** Start SUPPLIED RECORDS **

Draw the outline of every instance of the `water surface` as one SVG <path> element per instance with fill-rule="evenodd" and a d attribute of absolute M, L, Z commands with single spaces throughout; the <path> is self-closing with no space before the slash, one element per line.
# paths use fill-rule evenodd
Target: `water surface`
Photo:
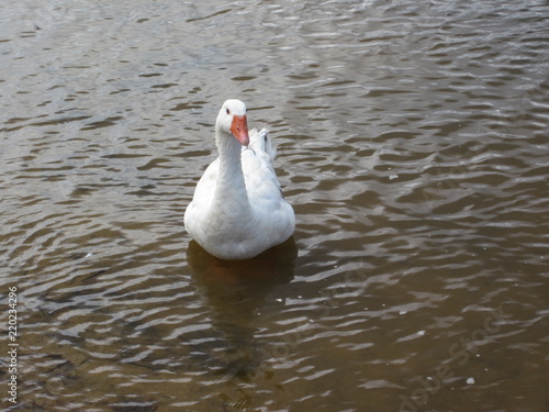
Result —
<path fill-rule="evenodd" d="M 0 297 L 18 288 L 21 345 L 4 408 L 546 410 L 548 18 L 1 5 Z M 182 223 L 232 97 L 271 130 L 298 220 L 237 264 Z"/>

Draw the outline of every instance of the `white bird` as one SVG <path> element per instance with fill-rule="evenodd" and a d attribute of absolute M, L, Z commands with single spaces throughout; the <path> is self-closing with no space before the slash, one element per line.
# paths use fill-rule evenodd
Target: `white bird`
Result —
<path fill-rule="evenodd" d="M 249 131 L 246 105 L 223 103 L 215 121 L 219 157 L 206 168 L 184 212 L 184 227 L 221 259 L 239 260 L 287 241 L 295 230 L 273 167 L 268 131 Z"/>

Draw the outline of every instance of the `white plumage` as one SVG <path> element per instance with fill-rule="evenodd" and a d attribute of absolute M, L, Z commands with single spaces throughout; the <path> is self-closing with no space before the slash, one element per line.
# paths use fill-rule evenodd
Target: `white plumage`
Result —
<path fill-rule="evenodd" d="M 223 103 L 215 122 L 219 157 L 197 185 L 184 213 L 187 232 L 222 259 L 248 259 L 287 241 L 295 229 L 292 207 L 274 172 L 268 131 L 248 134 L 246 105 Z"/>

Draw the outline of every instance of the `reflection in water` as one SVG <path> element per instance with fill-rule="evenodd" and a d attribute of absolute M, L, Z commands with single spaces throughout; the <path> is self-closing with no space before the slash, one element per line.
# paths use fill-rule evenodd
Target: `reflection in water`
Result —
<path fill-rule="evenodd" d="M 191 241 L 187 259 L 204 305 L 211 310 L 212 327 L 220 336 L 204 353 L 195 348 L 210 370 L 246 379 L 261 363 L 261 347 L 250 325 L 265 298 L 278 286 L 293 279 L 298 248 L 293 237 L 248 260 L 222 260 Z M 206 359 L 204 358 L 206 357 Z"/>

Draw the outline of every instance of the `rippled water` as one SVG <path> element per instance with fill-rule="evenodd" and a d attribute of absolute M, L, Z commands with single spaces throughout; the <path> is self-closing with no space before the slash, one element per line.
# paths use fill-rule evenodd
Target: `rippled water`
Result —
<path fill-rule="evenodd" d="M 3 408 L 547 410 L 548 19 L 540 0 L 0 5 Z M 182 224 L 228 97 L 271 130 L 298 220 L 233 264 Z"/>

** End SUPPLIED RECORDS **
** Start SUPPLIED RECORDS **

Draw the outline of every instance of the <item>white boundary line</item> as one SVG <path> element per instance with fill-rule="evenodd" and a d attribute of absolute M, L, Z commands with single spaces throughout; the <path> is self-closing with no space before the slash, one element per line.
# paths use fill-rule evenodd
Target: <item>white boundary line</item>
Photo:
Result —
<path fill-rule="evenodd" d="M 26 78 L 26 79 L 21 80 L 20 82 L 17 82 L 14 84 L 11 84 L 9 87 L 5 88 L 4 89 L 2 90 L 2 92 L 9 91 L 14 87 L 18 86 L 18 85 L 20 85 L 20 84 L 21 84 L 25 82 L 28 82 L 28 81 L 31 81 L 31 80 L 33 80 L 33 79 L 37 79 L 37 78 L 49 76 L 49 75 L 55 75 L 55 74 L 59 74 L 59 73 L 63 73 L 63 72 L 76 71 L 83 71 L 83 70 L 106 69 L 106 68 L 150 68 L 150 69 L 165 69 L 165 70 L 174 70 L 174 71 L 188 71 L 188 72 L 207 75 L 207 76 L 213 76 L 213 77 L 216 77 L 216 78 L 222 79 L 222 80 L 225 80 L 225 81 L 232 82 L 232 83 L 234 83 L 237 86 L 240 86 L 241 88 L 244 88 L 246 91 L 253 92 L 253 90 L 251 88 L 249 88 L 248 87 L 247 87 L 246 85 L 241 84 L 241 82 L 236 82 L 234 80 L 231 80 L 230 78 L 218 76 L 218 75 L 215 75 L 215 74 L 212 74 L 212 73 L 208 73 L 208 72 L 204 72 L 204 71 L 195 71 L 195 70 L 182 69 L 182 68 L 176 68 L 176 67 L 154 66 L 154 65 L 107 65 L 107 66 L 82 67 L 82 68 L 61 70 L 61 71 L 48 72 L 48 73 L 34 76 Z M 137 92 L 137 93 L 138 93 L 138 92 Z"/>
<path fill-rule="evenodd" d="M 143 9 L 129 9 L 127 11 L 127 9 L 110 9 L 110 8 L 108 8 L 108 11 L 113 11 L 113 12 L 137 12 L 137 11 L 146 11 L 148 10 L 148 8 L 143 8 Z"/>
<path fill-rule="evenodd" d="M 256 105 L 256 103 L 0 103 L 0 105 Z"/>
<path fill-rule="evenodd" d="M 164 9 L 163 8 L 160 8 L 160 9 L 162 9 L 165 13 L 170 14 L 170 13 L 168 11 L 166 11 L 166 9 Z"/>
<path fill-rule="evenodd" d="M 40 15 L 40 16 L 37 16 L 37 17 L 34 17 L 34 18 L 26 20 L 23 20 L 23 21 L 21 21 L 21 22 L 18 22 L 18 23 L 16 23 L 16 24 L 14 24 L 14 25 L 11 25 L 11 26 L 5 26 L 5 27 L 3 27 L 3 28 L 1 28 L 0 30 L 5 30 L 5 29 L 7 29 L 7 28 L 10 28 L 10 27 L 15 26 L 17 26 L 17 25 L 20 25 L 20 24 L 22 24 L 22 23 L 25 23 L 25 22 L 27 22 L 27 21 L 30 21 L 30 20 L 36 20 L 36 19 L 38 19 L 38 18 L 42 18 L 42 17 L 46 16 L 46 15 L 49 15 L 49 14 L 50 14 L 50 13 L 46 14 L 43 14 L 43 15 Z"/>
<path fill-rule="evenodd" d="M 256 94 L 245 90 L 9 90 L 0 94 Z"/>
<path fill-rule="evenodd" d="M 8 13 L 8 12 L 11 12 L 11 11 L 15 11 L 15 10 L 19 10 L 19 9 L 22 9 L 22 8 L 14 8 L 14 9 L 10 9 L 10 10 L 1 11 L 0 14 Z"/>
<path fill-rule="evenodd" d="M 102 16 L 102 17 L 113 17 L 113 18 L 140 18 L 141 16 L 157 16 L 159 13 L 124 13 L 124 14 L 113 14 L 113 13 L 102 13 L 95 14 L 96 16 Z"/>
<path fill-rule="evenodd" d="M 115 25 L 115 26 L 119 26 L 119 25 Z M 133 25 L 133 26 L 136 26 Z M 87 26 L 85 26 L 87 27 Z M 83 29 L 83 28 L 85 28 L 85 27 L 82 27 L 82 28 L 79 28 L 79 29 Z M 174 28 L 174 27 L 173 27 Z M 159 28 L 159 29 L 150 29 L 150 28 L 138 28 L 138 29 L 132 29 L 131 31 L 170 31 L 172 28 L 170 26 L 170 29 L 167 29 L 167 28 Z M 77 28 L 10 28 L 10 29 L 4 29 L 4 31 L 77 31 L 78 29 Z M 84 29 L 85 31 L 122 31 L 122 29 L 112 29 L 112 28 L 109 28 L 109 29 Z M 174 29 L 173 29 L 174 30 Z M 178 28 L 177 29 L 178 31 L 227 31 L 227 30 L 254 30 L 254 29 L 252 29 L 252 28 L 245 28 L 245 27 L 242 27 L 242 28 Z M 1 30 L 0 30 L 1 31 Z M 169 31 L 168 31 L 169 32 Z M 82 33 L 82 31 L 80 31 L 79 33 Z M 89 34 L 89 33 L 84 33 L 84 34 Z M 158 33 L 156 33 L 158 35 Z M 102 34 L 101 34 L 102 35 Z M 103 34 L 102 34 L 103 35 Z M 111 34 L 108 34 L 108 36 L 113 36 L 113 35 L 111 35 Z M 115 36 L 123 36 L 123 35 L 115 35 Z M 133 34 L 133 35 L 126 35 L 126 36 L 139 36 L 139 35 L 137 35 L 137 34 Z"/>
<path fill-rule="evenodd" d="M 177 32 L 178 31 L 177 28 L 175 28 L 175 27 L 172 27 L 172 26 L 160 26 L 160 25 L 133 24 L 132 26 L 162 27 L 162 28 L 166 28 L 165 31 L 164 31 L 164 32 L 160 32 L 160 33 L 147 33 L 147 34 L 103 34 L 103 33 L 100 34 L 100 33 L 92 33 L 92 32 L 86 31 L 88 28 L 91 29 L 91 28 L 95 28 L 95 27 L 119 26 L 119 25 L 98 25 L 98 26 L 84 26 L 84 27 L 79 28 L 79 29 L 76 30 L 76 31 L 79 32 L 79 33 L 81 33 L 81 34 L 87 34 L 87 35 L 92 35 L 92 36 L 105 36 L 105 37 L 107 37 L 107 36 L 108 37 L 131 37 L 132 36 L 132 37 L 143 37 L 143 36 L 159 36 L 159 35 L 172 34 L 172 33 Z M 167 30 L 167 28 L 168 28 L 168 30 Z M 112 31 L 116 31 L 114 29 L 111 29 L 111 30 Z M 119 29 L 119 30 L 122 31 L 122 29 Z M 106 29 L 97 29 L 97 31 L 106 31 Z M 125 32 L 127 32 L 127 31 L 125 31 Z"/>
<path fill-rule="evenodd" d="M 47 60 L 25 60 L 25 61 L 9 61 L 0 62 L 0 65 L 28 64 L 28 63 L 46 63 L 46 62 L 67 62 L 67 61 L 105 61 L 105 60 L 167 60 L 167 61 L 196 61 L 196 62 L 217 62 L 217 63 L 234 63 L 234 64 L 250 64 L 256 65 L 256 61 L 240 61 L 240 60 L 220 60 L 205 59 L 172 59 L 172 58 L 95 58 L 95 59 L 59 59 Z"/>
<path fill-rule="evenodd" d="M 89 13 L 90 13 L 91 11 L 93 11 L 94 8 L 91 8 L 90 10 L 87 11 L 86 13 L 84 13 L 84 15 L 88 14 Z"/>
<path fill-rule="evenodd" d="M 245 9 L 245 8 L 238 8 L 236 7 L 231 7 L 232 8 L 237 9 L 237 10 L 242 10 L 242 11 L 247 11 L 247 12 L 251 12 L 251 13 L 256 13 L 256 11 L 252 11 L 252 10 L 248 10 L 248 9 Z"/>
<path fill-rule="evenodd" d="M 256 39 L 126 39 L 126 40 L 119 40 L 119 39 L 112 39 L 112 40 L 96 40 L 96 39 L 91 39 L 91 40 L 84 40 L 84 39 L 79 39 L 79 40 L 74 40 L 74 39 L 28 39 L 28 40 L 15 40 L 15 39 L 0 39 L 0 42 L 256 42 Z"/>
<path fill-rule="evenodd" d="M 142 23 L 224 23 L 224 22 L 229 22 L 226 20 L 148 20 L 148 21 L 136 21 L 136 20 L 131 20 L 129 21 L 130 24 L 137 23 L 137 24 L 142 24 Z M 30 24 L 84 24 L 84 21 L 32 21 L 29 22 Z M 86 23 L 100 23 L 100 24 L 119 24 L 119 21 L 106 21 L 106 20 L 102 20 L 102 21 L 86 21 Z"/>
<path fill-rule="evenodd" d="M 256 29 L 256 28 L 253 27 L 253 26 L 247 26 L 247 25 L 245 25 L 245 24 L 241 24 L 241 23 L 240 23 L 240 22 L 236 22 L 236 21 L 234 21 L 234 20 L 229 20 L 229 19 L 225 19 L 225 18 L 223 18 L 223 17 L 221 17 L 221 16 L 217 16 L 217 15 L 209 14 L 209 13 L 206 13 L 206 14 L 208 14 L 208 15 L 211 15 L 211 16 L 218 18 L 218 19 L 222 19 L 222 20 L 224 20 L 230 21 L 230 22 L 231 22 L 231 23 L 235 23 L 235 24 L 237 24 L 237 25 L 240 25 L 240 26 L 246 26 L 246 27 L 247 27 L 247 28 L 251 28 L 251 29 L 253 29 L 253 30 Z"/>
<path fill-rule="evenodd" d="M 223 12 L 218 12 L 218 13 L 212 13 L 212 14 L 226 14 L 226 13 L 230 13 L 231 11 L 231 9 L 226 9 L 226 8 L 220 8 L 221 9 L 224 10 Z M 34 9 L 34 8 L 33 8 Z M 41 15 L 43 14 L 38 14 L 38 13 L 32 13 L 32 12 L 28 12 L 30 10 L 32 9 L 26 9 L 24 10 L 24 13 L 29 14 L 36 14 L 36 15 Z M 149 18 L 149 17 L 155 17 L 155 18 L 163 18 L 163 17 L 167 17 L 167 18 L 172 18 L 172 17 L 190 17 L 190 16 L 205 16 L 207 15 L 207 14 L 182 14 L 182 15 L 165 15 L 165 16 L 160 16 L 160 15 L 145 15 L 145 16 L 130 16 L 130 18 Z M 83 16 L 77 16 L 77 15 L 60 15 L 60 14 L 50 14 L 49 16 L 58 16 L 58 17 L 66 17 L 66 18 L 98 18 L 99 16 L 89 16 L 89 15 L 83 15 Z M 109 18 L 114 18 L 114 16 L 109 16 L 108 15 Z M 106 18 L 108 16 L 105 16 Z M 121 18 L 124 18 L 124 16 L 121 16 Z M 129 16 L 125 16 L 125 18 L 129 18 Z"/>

** End SUPPLIED RECORDS **
** Start SUPPLIED RECORDS **

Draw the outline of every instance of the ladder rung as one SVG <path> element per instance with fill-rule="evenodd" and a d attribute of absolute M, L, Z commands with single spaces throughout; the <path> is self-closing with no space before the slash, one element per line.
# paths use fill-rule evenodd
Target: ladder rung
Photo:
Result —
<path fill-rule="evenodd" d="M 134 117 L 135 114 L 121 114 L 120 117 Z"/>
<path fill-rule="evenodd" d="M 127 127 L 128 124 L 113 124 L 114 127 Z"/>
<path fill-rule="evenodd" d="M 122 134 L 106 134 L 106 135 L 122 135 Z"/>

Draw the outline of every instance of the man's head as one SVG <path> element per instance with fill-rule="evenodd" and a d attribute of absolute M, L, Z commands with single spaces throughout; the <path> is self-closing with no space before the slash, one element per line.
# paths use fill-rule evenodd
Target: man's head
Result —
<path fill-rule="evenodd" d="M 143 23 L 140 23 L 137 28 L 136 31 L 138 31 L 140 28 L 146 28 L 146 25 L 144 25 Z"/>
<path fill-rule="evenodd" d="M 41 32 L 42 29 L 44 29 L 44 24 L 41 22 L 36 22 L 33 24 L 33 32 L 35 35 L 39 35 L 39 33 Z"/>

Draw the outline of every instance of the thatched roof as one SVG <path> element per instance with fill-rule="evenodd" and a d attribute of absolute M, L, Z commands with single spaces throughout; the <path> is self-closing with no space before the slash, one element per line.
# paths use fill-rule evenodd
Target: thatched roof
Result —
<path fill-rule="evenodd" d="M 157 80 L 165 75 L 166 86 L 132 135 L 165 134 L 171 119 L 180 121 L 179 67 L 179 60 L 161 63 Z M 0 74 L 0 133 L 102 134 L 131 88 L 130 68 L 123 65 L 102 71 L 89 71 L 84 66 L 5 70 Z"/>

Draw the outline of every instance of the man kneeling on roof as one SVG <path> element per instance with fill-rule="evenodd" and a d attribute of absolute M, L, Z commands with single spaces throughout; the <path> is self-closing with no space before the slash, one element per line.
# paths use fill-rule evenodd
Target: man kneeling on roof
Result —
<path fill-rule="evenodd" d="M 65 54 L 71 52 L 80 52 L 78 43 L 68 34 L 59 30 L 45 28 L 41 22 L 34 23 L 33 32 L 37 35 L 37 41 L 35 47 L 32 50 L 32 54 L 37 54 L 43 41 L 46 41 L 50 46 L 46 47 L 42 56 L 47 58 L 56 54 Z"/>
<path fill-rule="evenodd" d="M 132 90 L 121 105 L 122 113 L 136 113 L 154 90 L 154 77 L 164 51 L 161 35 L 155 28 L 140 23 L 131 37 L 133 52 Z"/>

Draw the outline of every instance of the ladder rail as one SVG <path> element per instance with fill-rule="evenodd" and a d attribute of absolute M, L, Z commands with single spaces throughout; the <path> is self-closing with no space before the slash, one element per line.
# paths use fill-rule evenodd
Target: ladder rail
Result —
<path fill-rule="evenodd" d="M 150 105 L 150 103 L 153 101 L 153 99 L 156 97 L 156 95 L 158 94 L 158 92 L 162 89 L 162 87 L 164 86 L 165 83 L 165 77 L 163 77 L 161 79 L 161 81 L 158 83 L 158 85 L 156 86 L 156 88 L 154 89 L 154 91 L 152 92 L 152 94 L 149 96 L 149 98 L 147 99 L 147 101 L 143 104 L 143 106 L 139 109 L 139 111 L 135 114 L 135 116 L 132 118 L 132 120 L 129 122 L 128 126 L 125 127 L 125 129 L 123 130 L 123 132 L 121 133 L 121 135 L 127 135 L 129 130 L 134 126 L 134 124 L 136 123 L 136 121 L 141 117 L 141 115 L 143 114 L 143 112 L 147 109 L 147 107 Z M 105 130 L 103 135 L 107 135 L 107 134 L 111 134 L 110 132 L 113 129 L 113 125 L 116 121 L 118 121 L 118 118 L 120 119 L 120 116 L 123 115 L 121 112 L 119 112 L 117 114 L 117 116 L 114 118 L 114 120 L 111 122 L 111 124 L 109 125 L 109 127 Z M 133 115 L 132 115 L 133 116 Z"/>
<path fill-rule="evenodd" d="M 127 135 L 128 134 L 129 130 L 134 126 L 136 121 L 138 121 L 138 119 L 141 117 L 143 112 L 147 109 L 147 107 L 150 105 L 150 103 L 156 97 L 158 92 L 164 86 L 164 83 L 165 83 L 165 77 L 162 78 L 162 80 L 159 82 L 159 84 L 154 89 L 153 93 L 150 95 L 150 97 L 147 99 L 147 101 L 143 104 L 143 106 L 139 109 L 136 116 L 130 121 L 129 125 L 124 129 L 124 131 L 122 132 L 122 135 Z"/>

** End SUPPLIED RECORDS **

*THE PROBLEM*.
Starting with the line with "Draw the outline of every instance of the thatched" and going on through the line with "132 90 L 121", rename "kneeling" to "crouching" and give those lines again with nothing else changed.

*FINISHED TASK*.
Draw the outline of every instance of the thatched roof as one SVG <path> element per instance with fill-rule="evenodd" and a d attribute of absolute M, L, Z commands with single spaces throughout; the <path> is self-closing with no space before the slash, one element per line.
# paths use fill-rule evenodd
Target: thatched roof
Result —
<path fill-rule="evenodd" d="M 157 80 L 165 75 L 166 86 L 132 135 L 165 134 L 171 119 L 180 121 L 179 67 L 179 60 L 161 63 Z M 0 74 L 0 133 L 102 134 L 131 88 L 130 68 L 123 65 L 102 71 L 89 71 L 84 66 L 5 70 Z"/>

Draw the outline of every instance of the man crouching on roof as one SVG <path> element per instance with fill-rule="evenodd" and a d attribute of absolute M, L, Z commands with single spaces throughout; the <path> is self-closing with no space before the slash, one element per line.
# paths use fill-rule evenodd
Target: man crouching on roof
Result —
<path fill-rule="evenodd" d="M 65 54 L 71 52 L 80 52 L 78 43 L 68 34 L 59 30 L 45 28 L 41 22 L 34 23 L 33 32 L 37 35 L 37 41 L 35 47 L 32 50 L 32 54 L 37 54 L 43 41 L 46 41 L 50 46 L 46 47 L 42 56 L 47 58 L 56 54 Z"/>
<path fill-rule="evenodd" d="M 132 90 L 121 105 L 122 113 L 136 113 L 154 90 L 154 77 L 164 51 L 161 35 L 155 28 L 140 23 L 131 37 L 133 52 Z"/>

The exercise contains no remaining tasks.